Segment Start: Data records

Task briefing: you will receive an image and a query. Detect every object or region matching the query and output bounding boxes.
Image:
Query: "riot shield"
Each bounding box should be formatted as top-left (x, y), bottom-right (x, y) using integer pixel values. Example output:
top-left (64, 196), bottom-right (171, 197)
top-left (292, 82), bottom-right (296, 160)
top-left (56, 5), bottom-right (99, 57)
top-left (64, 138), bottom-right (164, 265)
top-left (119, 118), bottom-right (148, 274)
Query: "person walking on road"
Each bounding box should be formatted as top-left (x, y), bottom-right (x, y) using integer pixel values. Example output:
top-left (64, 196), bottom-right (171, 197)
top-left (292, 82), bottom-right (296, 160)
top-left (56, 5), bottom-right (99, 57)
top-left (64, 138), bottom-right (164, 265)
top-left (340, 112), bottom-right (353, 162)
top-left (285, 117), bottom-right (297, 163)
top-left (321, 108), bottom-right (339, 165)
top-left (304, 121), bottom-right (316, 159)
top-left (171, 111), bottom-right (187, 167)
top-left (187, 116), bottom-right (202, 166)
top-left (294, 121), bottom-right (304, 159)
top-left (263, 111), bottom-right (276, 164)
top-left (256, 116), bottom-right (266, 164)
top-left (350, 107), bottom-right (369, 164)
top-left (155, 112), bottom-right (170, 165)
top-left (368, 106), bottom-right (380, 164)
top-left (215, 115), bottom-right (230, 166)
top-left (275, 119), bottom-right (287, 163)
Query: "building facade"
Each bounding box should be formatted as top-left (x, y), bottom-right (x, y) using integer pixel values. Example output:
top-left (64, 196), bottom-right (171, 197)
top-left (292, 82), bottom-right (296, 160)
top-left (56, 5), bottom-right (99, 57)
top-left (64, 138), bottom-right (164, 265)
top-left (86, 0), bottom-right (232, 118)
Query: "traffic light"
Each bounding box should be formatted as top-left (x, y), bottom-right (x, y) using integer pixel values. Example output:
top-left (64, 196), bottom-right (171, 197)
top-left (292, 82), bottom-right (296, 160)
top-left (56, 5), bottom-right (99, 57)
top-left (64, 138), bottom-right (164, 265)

Segment End: Data records

__Work order__
Reproduce every record exactly, line by line.

__Completed task__
Task briefing: you will receive an image and a query. Detect every object or region matching the query and output bounding boxes.
Image:
Query: "riot shield"
Each bounding box should be formatted as top-left (x, y), bottom-right (x, y) using integer pixel values. Example output:
top-left (64, 196), bottom-right (171, 197)
top-left (292, 82), bottom-right (296, 160)
top-left (56, 5), bottom-right (99, 57)
top-left (64, 138), bottom-right (164, 265)
top-left (119, 118), bottom-right (148, 274)
Query: "person walking on road"
Each bounding box should be formatted as top-left (x, y), bottom-right (x, y) using integer pixel values. Example output:
top-left (64, 196), bottom-right (171, 197)
top-left (292, 82), bottom-right (296, 160)
top-left (56, 5), bottom-right (99, 57)
top-left (64, 138), bottom-right (164, 265)
top-left (340, 112), bottom-right (353, 162)
top-left (285, 117), bottom-right (297, 163)
top-left (321, 108), bottom-right (339, 165)
top-left (304, 121), bottom-right (316, 159)
top-left (171, 111), bottom-right (187, 167)
top-left (187, 116), bottom-right (202, 166)
top-left (294, 121), bottom-right (304, 159)
top-left (263, 111), bottom-right (276, 164)
top-left (256, 116), bottom-right (266, 164)
top-left (350, 107), bottom-right (369, 164)
top-left (155, 112), bottom-right (170, 165)
top-left (368, 106), bottom-right (380, 164)
top-left (215, 115), bottom-right (230, 166)
top-left (275, 119), bottom-right (287, 163)
Query: "building facade"
Each bounding box should be formatted as top-left (x, y), bottom-right (x, y) using integer pixel values. Example output:
top-left (64, 196), bottom-right (171, 197)
top-left (292, 82), bottom-right (296, 160)
top-left (56, 5), bottom-right (99, 57)
top-left (64, 138), bottom-right (164, 265)
top-left (86, 0), bottom-right (232, 118)
Query: "traffic light"
Each bounding box should be formatted as top-left (x, y), bottom-right (x, y) using integer pixel values. Example output:
top-left (64, 196), bottom-right (171, 197)
top-left (292, 82), bottom-right (296, 160)
top-left (56, 5), bottom-right (99, 57)
top-left (64, 138), bottom-right (164, 265)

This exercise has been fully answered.